• [Source]:
##########

Today we're in Buck's world-- the ocean!
I live one block from the ocean.
Let me tell you first about the project, and then I'll come back to that close living.
Here we have the original, "The Unveiling," and it's almost-- is it going to be a stormy day?
Is it going to be a sunsetty day or a sunrisie day?
There must be some other-- sun-middle of the day-sie.
Anyway, there we have the finished project, and here we have a canvas that has been primed with one of my favorites.
Six White, one part Payne's Gray, one part Permanent Green Light, and that is put on with acrylic and dried.
And then I have a tracing on, a drawing, and it's ready to go to work.
So how do we do this?
We do it with energy.
I want to start at the bottom first, because I want that to set up just a little bit before I come back to it.
I want to say one thing, and I have it written down here, so I want to read it to you.
I live one block from the ocean.
What do I take with me?
My imagination, because it isn't always just like that.
What do I come back with?
I come back with memories, and you kind of combine the two of them.
So, I don't know if that made sense to you, but it makes sense to me.
Okay, I have a large fan brush, and I'm taking Ultramarine Blue straight, and I'm coming up to the canvas with the idea of putting in the darks.
So that's the bottom of the wave.
Over here, generally what I'll do, and I'll do it right away here so it doesn't dry, is to put that across what we call the eye of the wave, and then we wipe a little bit so it's less paint, and then we can make it much lighter.
Okay, continuing with this; this is kind of interesting.
We have a large wave coming into shore, splashing, but it does not meet any resistance.
No rocks to splash against.
Our rocks, in contrast, is a little bit on the back.
You don't see anything hitting against them other than the sun peeking around, but the drama of the lower part is definitely there, because of the darkness of the waves.
I keep dipping into the water.
I hope that doesn't go too fast for you.
And down here we have a second wave.
So I'll spot that on, just maybe wipe a little bit where the top of that is.
Well, I don't really need to wipe, because I can see it right there.
I'll wipe maybe down just a little bit to see it come around there, like that.
Okay, now we have a second wave.
You know, in ocean terms, they often call it, they say the seventh wave is the real dramatic one, and you wonder well, when do you start counting?
From the first one I guess.

##########

• [What you need to do]:
(A) Copy out, word for word, the stretch of the painting transcript that begins with the words containing "And then I have" and ends with "just like that.".
(B) Recast the records, from their first line through the line containing "338,130 -> 421,238", as a Markdown table with the columns Row and Line, skipping blank lines. Leave the pictures out.
The transcript has no connection to the records after it.

##########

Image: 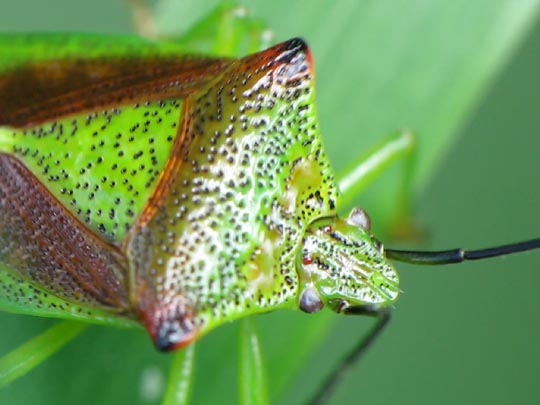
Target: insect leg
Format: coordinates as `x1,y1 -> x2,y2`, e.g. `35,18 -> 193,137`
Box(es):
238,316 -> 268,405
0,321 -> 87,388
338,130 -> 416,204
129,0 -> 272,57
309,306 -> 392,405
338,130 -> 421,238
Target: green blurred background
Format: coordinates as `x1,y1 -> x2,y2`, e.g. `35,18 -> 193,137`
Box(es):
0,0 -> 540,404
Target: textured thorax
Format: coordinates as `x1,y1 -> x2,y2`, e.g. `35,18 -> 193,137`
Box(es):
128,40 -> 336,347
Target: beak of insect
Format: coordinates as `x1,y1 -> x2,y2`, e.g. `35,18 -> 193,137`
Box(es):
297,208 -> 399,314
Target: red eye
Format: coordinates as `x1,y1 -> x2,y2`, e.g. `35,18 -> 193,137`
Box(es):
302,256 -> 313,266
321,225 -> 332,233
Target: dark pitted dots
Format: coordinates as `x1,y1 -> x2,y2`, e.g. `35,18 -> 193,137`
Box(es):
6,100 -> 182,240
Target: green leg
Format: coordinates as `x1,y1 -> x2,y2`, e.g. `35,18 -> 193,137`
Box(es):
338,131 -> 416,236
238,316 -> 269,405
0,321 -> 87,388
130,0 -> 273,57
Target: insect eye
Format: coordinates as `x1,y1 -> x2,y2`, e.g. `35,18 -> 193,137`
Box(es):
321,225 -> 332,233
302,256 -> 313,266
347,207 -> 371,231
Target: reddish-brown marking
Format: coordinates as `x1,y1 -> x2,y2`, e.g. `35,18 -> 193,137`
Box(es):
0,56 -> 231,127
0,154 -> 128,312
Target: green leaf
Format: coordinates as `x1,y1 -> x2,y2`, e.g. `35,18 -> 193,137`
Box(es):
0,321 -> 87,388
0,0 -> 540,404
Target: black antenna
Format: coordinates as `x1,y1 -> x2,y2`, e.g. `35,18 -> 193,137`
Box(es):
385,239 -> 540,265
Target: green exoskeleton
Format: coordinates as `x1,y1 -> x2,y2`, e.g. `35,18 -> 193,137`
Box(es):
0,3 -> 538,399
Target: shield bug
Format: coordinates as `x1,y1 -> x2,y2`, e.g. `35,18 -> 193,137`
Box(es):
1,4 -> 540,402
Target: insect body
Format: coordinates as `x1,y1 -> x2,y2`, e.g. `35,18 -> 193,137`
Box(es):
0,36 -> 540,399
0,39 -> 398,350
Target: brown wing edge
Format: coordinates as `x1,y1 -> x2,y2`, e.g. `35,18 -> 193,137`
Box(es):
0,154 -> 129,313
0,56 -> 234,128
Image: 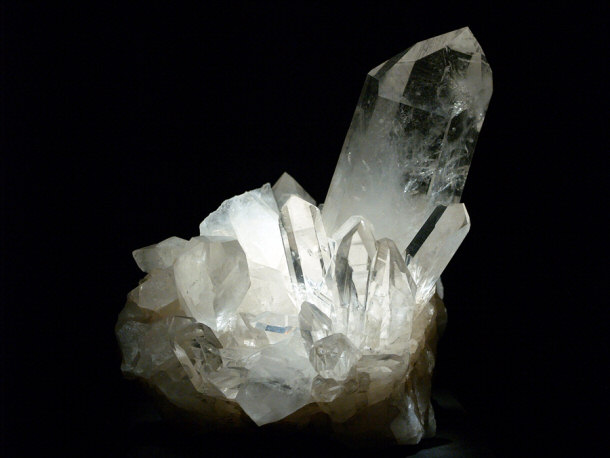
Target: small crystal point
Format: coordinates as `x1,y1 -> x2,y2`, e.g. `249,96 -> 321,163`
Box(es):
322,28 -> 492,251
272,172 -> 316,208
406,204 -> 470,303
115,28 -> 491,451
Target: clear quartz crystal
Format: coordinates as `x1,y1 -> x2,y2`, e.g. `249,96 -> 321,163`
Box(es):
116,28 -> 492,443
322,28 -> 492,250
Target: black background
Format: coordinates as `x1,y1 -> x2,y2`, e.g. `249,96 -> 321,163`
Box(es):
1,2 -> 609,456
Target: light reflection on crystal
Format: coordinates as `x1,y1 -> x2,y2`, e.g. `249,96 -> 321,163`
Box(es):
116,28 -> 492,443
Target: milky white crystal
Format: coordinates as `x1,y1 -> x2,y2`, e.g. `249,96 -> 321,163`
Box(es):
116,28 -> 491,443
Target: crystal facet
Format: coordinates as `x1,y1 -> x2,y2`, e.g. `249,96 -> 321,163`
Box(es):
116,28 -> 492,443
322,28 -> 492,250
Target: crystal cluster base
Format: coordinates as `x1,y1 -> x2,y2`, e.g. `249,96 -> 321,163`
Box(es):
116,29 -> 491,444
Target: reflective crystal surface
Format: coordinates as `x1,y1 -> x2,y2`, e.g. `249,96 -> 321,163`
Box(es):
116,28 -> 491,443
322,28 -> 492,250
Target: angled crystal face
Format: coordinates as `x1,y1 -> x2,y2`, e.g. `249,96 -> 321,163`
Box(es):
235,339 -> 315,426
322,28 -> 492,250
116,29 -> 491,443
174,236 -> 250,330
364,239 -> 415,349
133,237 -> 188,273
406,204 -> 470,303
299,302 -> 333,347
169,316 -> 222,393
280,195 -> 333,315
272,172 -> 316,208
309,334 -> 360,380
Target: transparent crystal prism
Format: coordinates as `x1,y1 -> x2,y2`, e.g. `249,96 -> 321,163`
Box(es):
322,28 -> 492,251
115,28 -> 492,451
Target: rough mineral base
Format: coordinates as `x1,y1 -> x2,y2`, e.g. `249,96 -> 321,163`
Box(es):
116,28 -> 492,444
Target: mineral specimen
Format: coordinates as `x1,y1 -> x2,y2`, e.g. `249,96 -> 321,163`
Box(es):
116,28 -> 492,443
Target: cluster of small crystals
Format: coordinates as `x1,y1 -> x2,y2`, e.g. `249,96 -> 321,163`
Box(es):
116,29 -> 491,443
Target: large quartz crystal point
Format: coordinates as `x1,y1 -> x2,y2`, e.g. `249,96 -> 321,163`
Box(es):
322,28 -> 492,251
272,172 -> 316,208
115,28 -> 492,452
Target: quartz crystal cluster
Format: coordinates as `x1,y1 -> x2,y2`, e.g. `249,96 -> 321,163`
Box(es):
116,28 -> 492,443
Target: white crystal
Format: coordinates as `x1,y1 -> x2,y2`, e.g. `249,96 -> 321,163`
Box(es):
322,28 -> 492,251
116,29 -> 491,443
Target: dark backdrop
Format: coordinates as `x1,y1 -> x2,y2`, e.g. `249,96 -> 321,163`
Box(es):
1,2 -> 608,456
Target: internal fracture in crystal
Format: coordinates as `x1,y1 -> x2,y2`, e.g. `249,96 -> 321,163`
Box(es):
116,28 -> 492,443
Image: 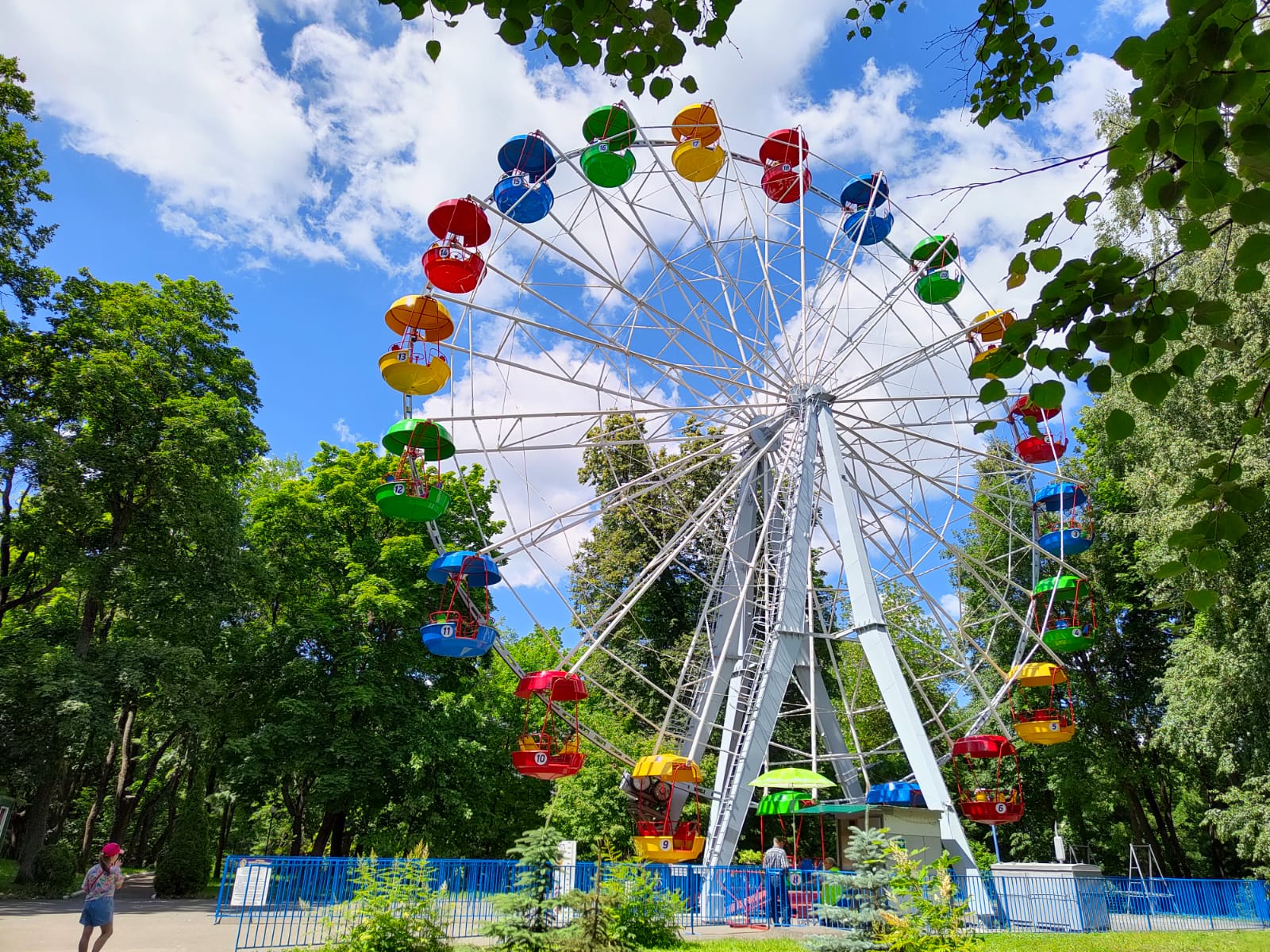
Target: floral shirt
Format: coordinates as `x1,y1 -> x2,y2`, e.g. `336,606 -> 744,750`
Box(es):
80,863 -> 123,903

##########

• [Expected answers]:
(A)
And then I have a tracing on, a drawing, and it's ready to go to work.
So how do we do this?
We do it with energy.
I want to start at the bottom first, because I want that to set up just a little bit before I come back to it.
I want to say one thing, and I have it written down here, so I want to read it to you.
I live one block from the ocean.
What do I take with me?
My imagination, because it isn't always just like that.

(B)
| Row | Line |
|---|---|
| 1 | Image:  |
| 2 | Target: insect leg |
| 3 | Format: coordinates as `x1,y1 -> x2,y2`, e.g. `35,18 -> 193,137` |
| 4 | Box(es): |
| 5 | 238,316 -> 268,405 |
| 6 | 0,321 -> 87,388 |
| 7 | 338,130 -> 416,204 |
| 8 | 129,0 -> 272,57 |
| 9 | 309,306 -> 392,405 |
| 10 | 338,130 -> 421,238 |